_TASK REQUIREMENTS_:
Among the entries that follow, the required portion opens with the line containing "mark the metal roof -- a dot per instance" and closes with the line containing "mark the stone masonry -- a dot per instance". Give that portion again exactly, and nothing else.

————————

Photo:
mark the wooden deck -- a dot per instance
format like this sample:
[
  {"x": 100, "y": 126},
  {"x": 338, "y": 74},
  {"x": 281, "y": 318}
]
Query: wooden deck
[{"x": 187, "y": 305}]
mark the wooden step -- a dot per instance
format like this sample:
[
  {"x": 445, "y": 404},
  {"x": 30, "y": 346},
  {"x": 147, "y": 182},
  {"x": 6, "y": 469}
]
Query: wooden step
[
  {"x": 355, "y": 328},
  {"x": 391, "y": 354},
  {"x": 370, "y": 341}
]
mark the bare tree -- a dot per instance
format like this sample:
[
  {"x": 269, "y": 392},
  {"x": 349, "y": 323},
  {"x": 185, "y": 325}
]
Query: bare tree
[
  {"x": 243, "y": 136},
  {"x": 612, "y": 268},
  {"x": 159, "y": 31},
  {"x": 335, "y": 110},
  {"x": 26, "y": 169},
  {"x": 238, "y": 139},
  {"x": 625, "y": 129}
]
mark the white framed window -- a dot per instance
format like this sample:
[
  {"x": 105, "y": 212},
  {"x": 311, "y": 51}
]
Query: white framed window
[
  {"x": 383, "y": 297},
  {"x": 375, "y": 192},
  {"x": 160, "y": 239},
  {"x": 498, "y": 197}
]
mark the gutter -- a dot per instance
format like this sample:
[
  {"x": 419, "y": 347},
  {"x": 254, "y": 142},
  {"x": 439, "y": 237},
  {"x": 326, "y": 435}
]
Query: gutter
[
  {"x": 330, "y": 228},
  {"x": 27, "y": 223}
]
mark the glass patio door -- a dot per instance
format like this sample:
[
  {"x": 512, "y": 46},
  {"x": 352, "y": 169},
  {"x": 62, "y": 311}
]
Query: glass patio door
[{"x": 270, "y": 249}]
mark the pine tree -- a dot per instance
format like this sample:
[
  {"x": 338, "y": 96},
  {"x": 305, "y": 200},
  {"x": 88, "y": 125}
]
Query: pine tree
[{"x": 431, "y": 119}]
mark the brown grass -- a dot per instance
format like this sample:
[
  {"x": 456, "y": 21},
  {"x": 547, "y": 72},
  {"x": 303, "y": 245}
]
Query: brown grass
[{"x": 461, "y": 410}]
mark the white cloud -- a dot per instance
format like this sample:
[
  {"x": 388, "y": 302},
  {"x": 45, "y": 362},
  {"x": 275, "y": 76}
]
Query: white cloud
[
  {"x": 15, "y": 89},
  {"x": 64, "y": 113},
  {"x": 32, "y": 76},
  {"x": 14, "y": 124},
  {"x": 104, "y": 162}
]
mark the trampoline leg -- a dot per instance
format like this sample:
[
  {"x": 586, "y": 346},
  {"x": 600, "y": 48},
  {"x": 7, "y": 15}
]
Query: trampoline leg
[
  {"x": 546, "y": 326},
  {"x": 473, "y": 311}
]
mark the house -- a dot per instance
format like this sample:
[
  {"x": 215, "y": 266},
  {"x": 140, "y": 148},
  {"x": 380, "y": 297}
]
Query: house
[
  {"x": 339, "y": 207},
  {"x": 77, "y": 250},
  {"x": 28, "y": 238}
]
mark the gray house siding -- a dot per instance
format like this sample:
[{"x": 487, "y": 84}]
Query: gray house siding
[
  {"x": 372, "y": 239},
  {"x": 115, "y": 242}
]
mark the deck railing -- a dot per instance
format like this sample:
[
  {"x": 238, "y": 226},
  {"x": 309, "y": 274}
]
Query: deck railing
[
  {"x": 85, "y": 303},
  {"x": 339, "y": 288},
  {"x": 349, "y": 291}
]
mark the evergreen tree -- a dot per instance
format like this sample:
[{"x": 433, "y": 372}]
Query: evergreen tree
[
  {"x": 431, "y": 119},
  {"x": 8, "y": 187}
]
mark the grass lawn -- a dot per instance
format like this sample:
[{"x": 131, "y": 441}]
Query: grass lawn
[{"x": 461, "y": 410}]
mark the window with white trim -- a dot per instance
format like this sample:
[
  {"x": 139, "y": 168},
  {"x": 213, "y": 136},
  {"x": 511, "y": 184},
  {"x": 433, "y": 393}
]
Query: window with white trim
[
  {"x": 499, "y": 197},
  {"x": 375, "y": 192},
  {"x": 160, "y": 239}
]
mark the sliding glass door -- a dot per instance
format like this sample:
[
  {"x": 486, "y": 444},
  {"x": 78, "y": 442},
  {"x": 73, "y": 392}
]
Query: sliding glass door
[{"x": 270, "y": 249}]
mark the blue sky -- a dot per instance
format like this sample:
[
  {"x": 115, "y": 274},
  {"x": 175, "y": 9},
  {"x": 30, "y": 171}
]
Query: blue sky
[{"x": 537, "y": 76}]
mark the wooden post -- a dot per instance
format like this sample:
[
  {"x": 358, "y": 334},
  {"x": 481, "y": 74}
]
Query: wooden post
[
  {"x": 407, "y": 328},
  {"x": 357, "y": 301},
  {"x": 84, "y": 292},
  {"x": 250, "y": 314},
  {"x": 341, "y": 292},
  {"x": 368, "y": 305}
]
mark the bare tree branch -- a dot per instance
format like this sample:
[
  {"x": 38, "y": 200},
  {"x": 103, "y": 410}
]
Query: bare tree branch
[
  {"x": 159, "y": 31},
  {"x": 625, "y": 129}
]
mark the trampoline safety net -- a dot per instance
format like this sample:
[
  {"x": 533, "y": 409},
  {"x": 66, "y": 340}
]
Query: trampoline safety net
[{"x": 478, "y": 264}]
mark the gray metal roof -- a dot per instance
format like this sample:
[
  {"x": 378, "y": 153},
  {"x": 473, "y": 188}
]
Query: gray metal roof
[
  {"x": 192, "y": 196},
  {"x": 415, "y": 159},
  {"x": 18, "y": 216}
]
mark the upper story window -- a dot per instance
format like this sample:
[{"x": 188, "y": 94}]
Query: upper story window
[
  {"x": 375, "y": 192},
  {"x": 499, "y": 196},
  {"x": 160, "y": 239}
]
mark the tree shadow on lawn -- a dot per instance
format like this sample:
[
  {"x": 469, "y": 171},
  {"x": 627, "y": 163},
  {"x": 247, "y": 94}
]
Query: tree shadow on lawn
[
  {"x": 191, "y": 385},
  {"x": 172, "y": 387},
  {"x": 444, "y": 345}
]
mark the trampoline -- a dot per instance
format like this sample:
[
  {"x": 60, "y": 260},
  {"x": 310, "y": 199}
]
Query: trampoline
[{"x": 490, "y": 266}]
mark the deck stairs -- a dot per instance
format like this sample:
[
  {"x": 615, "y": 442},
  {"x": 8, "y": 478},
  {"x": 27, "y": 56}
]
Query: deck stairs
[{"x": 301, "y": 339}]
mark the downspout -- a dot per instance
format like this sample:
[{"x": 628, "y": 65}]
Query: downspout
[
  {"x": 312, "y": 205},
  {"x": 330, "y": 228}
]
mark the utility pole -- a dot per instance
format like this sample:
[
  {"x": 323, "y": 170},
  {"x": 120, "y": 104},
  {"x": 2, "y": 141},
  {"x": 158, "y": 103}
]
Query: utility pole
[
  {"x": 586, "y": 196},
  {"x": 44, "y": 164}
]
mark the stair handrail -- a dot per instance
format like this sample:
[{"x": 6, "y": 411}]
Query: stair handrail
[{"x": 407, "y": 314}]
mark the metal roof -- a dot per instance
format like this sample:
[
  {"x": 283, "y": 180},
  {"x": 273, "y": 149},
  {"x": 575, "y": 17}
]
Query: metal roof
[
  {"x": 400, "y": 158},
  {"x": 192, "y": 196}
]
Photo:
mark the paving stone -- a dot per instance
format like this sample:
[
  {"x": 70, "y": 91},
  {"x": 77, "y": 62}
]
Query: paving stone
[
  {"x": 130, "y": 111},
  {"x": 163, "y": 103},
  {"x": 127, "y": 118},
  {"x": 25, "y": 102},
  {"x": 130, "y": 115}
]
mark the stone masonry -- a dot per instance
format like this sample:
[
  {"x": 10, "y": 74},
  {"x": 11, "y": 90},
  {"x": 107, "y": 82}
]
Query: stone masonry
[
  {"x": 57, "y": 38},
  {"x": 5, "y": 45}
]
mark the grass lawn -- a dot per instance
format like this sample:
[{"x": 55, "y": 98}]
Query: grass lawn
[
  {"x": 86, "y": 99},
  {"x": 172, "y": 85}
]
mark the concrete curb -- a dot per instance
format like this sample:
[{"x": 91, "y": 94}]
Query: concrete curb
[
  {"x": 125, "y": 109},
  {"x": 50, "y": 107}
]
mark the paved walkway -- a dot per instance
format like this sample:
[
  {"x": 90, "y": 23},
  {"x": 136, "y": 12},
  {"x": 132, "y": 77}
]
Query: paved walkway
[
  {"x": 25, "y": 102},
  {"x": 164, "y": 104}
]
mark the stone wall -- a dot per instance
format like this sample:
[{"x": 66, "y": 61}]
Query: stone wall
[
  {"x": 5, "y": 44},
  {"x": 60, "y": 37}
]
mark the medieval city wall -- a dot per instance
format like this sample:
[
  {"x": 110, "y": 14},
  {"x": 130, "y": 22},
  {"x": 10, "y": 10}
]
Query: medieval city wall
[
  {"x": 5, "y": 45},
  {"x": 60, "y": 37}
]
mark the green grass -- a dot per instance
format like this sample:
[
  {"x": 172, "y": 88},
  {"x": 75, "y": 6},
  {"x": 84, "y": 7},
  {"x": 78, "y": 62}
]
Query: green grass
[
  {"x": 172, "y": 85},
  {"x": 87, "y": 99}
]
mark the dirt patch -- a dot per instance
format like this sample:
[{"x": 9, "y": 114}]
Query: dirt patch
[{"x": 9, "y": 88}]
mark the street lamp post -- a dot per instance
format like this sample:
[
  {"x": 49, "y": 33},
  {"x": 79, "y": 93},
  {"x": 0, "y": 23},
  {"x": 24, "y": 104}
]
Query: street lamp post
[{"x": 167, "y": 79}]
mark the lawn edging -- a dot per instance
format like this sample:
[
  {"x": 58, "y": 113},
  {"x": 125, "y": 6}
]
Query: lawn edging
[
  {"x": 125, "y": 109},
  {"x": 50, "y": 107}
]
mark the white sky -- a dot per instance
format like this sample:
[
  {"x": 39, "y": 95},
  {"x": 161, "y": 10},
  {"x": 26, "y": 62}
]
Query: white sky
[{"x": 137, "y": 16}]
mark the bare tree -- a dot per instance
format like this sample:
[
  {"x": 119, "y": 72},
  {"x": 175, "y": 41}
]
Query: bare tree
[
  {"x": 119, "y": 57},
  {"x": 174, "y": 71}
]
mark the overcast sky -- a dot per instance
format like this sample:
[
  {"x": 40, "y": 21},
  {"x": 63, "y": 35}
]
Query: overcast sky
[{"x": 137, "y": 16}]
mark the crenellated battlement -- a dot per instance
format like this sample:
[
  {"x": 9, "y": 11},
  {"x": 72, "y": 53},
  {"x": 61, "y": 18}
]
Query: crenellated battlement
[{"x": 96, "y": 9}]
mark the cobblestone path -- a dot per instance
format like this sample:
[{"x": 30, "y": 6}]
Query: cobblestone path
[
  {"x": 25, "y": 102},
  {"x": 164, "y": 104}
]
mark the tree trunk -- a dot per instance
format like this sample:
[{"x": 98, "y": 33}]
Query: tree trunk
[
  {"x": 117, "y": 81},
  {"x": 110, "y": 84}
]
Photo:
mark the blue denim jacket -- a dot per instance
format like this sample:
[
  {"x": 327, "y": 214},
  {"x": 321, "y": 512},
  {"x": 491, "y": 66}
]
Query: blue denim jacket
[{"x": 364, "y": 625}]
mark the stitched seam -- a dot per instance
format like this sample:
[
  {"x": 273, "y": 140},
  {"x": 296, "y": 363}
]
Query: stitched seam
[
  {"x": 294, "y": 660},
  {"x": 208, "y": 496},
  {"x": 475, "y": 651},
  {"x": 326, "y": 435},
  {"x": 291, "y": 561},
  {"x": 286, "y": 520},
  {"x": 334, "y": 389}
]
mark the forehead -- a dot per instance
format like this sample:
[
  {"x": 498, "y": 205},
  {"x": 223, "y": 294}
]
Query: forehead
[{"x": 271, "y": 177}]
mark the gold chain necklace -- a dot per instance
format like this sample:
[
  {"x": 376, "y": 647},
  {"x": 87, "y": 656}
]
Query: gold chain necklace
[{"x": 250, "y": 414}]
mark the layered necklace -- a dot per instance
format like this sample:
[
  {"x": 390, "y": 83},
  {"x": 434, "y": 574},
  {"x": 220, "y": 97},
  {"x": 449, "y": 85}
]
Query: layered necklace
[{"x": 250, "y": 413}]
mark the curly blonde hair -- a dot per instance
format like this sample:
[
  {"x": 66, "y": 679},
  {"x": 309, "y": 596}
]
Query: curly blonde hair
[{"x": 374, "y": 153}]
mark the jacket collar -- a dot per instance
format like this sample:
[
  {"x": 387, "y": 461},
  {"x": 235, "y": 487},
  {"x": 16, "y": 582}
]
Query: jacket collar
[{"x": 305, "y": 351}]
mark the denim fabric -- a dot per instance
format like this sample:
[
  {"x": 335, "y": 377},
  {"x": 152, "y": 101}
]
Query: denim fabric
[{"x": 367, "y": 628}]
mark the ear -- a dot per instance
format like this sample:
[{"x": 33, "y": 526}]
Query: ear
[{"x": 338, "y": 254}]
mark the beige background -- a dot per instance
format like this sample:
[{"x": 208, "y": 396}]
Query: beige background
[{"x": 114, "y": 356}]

————————

_REPLY TO THE TASK_:
mark the metal roof -- a dot per instance
format like this sample:
[
  {"x": 283, "y": 180},
  {"x": 273, "y": 149},
  {"x": 575, "y": 17}
]
Query: metal roof
[
  {"x": 400, "y": 158},
  {"x": 192, "y": 196}
]
Photo:
mark the paving stone -- a dot per instance
format like this sample:
[
  {"x": 70, "y": 91},
  {"x": 77, "y": 62}
]
Query: paving stone
[
  {"x": 130, "y": 111},
  {"x": 163, "y": 103},
  {"x": 127, "y": 118},
  {"x": 25, "y": 102},
  {"x": 130, "y": 115}
]
mark the stone masonry -- a dot per instance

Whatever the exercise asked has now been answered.